_Brief_: Retype the listing that follows, exactly as written.

=== Entries provided ===

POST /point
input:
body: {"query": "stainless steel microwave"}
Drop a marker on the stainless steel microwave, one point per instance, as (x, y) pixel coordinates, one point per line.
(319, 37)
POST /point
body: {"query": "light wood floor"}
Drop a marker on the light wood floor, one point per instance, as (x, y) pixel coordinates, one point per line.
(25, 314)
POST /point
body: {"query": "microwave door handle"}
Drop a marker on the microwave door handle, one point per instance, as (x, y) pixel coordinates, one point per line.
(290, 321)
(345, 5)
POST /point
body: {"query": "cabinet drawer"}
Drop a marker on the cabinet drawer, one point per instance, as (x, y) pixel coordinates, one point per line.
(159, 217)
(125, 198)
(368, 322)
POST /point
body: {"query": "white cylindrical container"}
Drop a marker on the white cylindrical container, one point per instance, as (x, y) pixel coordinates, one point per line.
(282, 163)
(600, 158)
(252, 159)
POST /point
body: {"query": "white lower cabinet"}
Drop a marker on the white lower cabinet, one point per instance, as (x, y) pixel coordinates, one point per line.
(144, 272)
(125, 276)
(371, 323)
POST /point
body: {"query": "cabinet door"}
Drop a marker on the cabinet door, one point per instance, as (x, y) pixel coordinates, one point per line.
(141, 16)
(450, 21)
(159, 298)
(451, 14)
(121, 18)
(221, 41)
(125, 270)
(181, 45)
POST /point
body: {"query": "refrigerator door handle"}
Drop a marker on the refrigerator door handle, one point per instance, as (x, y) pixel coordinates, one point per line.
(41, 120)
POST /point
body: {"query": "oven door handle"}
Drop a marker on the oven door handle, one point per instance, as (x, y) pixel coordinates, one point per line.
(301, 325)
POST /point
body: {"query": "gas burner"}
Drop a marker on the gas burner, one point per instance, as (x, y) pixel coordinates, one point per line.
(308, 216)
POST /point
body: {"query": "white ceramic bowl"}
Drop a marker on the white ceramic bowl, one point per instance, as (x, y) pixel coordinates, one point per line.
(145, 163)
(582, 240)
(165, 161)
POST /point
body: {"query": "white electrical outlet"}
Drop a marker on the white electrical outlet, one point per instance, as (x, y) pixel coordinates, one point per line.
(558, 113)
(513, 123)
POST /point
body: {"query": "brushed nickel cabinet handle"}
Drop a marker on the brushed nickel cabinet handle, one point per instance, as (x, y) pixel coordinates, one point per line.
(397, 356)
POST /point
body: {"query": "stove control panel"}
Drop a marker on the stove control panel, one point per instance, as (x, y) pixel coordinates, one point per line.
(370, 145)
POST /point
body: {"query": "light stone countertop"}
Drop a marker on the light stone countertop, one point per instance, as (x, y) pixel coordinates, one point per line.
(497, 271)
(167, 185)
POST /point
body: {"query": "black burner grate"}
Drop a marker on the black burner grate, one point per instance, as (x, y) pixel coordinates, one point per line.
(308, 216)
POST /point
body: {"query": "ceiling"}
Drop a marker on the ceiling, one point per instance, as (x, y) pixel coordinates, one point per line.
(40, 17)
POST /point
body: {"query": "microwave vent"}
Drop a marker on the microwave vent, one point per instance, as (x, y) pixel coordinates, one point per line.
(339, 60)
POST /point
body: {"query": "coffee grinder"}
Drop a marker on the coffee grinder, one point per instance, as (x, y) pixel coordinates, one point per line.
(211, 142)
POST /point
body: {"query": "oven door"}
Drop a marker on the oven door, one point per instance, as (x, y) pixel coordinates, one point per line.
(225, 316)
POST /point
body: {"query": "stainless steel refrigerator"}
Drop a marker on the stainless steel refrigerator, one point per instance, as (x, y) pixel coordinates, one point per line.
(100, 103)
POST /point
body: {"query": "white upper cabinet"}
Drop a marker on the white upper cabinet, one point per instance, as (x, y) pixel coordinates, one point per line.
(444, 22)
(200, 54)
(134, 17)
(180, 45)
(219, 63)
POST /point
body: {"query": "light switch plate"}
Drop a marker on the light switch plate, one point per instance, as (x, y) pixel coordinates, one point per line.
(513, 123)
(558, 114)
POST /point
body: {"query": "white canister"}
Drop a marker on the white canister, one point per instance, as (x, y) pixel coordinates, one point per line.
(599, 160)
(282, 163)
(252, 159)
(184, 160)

===

_Output below_:
POST /point
input:
body: {"query": "stainless steel microwave"}
Drop a marker on the stainless steel microwave, one point per instance, as (x, y) pixel coordinates, one point per line.
(319, 37)
POST /point
body: {"query": "light wood floor"}
Drop a marker on the light wood floor, one point per instance, as (x, y) pixel coordinates, one point per line.
(25, 314)
POST /point
body: {"query": "microwave door handle"}
Drop a marker on the microwave door handle, one point per instance, as (x, y) pixel coordinates, one point per line.
(290, 321)
(345, 5)
POST /point
body: {"query": "cabinet drawer"}
Drop a marker on the cabinet drawer, one point per instance, as (x, y) pixel coordinates, one point per line.
(159, 217)
(125, 198)
(368, 322)
POST /point
body: {"query": "white cylindrical container"}
Drop a marker on the white cylindrical container, one point per instance, as (x, y) pixel coordinates, one point per line.
(282, 163)
(600, 158)
(252, 159)
POST /point
body: {"query": "white lower cabinet"}
Drop a marker on the white lower cabinet, one point per instance, as (x, y) pixel coordinates, one point per line.
(144, 272)
(125, 276)
(371, 323)
POST /point
body: {"query": "cabinet door"}
Drop a marker on the cabinet door, one point per instance, as (x, y) pixel coordinates, one point per line.
(141, 16)
(450, 21)
(159, 298)
(451, 14)
(121, 18)
(221, 41)
(125, 270)
(181, 45)
POST /point
body: {"query": "refrigerator door handle"}
Drop a marker on the refrigerator door handle, one point per instance, as (x, y) pixel coordinates, one point per line.
(41, 120)
POST /point
body: {"query": "oven door handle"}
Drop a marker on the oven door handle, one point per instance, as (x, y) pixel coordinates, one point per line.
(301, 325)
POST /point
body: {"query": "gas burner"}
Drop a marker on the gas burner, one point per instance, as (x, y) pixel coordinates, one point per line.
(308, 216)
POST /point
body: {"query": "white ceramic bowl"}
Drop a marker on the white ceramic bowl, one point per instance, as (x, y) pixel coordinates, one point per line.
(145, 163)
(582, 240)
(165, 161)
POST /point
body: {"query": "white electrical outlet"}
Drop a marker on the white electrical outlet, one point per instance, as (x, y) pixel coordinates, one point per line.
(558, 113)
(513, 123)
POST /point
body: {"query": "brushed nickel cabinet handle"}
Drop a marker on the brushed nickel cabinet handle, one point per instance, as (x, y) pixel coordinates, one point per line.
(397, 356)
POST /point
body: {"query": "stove control panel"}
Drop a marker on the stove control panel, one point per instance, as (x, y) pixel coordinates, one point per line.
(370, 145)
POST /point
body: {"query": "light stone countertop"}
Drop a marker on the light stone countertop, one point per instance, as (x, y) pixel coordinates, one point per line.
(497, 271)
(167, 185)
POST /point
body: {"query": "black burner grate"}
Drop a marker on the black burner grate, one point per instance, as (x, y) pixel coordinates, one point per line.
(308, 216)
POST /point
body: {"query": "ceiling"}
Drop a marker on the ceiling, one point per instance, as (x, y) pixel coordinates, one point per line.
(40, 17)
POST /point
body: {"query": "microwave vent"}
Drop a marker on the microwave vent, one point per instance, as (x, y) pixel coordinates, one point per line.
(339, 60)
POST /point
body: {"query": "coffee grinder"}
Drop a marker on the coffee grinder, one point per instance, as (x, y) pixel coordinates, one point per line.
(211, 142)
POST /point
body: {"query": "oven door"}
Drop a marker on the oven door, one point per instance, as (x, y) pixel coordinates, one point per line.
(225, 316)
POST /point
body: {"query": "stainless steel refrigerator"}
Drop a marker on the stainless steel refrigerator, one point per instance, as (x, y) pixel coordinates, one point per line.
(100, 103)
POST /point
body: {"query": "white upper cabinet"}
Drop a marker on the white upper cabinet, one point per instance, as (x, y) pixel coordinates, one point per line.
(444, 22)
(200, 54)
(134, 17)
(180, 45)
(219, 63)
POST /point
body: {"query": "light switch plate"}
Drop a marker on the light switch plate, one point per instance, as (x, y) pixel coordinates, one point per line.
(513, 123)
(558, 114)
POST /point
body: {"query": "white canister"}
Drop a marker on the white canister, one point per instance, as (x, y) pixel coordinates, one point per line.
(599, 160)
(282, 163)
(252, 159)
(184, 160)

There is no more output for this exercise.